(Object pointing dataset rows)
===============

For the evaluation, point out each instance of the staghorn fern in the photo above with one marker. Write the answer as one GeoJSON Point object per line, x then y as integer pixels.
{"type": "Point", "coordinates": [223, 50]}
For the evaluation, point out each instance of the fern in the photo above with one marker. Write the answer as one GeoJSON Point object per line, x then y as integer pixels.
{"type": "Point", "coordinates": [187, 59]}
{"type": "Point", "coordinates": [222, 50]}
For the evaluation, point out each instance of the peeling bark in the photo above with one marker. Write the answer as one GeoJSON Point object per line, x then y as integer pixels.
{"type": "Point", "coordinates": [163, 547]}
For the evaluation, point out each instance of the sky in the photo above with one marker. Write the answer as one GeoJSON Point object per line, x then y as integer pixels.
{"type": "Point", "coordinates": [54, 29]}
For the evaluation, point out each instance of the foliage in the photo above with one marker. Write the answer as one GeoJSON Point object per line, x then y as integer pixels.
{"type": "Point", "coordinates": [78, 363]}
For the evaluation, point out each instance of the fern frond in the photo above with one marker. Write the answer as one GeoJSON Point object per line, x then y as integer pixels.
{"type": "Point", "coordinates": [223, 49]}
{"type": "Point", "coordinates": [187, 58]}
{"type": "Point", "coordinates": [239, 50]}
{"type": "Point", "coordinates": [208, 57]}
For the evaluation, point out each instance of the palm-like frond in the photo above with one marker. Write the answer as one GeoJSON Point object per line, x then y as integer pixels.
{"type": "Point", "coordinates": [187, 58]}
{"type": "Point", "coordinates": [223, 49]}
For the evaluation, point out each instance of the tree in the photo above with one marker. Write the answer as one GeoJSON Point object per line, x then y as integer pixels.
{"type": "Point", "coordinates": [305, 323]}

===============

→ **Task goal**
Give the lines from the one containing "For the evaluation, point out each instance of the fern frond" through the end of the entries again, exactly as written and with no other lines.

→ **Output**
For the evaluation, point out each instance of the fern frond in the photo above with one marker. Write the answer as one GeoJSON Point object per line, x then y as integer pixels.
{"type": "Point", "coordinates": [223, 49]}
{"type": "Point", "coordinates": [187, 58]}
{"type": "Point", "coordinates": [239, 50]}
{"type": "Point", "coordinates": [208, 57]}
For the evaluation, point out each instance of the palm-like frond in the photo above with one marker. Write the answer as one GeoJSON Point object per line, x then y as integer pixels.
{"type": "Point", "coordinates": [187, 58]}
{"type": "Point", "coordinates": [223, 49]}
For the evaluation, point out each instance of the tree in the photo above with one marker. Write the answer as one GeoJSON Point object per line, x then y as integer pixels.
{"type": "Point", "coordinates": [305, 323]}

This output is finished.